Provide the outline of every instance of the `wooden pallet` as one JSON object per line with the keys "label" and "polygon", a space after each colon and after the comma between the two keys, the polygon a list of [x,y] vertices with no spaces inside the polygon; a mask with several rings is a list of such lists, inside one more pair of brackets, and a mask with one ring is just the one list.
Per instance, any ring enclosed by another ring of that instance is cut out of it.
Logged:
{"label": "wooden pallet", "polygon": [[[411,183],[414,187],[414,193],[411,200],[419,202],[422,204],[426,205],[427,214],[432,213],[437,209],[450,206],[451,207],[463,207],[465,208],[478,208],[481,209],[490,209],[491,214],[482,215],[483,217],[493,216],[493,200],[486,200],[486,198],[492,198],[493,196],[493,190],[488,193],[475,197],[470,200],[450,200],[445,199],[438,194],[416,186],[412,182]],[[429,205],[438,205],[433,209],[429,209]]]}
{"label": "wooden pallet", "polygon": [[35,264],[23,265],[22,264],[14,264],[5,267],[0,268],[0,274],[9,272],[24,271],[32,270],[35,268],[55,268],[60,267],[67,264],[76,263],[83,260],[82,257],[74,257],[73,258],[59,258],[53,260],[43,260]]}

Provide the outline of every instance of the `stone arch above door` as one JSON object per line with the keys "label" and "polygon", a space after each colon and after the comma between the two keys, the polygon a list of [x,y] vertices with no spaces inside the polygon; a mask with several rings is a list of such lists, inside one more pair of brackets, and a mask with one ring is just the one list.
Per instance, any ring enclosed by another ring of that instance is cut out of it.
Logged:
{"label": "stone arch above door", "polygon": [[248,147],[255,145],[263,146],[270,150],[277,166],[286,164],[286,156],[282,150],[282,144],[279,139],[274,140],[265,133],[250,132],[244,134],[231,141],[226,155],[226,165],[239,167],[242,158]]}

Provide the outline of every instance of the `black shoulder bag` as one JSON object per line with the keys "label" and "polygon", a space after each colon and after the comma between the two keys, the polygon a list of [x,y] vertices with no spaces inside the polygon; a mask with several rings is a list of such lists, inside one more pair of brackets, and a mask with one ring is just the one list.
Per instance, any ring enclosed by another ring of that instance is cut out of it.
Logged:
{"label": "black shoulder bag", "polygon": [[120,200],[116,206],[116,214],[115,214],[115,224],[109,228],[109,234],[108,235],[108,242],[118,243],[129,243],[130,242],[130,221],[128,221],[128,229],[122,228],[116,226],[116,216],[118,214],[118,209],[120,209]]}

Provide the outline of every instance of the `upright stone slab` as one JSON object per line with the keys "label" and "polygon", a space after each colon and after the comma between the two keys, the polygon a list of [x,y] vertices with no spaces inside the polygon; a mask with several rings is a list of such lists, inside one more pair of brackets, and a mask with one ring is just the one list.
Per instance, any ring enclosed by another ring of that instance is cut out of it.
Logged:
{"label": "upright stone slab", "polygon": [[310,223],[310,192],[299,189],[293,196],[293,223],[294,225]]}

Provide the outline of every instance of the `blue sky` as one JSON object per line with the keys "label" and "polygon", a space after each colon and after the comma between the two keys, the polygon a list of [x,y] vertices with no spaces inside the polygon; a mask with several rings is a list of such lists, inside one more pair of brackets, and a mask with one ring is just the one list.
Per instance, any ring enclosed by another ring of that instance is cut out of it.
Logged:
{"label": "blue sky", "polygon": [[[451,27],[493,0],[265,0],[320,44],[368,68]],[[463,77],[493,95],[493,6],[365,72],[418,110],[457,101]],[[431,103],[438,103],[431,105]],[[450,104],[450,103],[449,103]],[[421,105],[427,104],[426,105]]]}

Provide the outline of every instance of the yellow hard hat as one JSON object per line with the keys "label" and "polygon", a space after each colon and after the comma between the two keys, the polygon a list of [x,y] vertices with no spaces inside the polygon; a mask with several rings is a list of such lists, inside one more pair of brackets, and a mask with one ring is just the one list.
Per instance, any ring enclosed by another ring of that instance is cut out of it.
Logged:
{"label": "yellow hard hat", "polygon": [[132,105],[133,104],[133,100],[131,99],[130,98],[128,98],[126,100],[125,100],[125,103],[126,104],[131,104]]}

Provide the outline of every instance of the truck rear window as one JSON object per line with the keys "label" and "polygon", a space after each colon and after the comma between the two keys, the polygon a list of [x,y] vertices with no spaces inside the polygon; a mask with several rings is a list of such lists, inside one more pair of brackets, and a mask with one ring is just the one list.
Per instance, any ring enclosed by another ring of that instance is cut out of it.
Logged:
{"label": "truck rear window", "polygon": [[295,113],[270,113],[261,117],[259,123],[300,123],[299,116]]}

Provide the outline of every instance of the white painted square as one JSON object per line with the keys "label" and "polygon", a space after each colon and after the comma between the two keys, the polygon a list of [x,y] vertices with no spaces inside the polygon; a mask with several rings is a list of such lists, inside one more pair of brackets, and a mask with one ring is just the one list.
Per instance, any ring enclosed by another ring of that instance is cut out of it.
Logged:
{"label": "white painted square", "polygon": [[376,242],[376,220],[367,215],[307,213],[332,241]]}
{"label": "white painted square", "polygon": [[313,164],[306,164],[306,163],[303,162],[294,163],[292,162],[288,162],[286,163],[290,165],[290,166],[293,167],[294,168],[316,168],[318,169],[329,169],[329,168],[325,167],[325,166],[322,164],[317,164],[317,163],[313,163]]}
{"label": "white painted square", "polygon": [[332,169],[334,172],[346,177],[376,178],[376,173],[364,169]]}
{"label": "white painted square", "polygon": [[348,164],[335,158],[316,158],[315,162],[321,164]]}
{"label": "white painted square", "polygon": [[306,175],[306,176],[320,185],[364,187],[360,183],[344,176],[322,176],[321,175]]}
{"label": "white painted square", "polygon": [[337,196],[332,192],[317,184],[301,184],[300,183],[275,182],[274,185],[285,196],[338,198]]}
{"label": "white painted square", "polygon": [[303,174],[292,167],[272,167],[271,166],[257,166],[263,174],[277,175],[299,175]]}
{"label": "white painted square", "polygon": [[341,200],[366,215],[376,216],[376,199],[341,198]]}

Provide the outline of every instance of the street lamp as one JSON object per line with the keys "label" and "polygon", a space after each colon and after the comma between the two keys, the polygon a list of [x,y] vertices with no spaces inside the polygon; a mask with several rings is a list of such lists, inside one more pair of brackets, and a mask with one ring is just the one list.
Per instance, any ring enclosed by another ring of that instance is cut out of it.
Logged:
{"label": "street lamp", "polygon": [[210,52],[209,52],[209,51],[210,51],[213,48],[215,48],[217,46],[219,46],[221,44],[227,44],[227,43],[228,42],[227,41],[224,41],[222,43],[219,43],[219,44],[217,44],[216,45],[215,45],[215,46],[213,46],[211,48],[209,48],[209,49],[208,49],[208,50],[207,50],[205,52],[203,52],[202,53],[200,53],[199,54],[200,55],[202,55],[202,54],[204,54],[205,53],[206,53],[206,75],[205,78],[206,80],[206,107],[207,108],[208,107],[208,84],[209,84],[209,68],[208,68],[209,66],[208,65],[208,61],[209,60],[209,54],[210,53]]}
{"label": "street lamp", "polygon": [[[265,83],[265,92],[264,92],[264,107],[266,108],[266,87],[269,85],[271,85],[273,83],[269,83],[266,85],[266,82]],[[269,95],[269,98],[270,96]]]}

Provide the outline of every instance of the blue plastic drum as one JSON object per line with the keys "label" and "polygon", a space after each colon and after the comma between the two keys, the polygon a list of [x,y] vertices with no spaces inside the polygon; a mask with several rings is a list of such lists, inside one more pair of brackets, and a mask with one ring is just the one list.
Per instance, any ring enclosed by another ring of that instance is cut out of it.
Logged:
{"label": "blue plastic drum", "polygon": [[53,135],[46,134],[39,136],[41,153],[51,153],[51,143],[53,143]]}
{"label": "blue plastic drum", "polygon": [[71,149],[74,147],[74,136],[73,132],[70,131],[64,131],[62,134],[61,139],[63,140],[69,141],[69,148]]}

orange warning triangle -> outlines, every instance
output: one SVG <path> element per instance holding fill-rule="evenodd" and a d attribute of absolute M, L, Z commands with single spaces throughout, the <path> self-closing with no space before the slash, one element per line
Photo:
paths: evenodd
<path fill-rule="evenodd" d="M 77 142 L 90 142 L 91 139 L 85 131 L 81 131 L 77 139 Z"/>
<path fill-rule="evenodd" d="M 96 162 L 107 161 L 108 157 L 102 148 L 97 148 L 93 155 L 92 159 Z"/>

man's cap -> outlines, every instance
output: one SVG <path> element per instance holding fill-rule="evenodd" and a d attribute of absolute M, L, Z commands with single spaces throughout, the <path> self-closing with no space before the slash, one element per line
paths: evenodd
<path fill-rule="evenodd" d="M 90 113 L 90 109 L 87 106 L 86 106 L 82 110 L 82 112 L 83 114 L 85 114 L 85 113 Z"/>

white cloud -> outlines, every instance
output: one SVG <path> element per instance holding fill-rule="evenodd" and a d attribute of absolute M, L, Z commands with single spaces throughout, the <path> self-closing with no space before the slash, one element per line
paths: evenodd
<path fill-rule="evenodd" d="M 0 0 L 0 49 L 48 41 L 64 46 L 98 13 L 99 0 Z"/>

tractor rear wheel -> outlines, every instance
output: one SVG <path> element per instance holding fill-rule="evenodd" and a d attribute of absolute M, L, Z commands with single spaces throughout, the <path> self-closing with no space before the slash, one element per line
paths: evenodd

═══

## [Given task]
Repeat only the stretch of lines that opens with the line containing "tractor rear wheel" and closes with the final line of the entries, both included, exactly as written.

## [Final answer]
tractor rear wheel -> outlines, every instance
output: one SVG <path> element per instance holding fill-rule="evenodd" and a d attribute of absolute M, L, Z commands with single spaces throughout, the <path> self-closing with no space before the slash, one element per line
paths: evenodd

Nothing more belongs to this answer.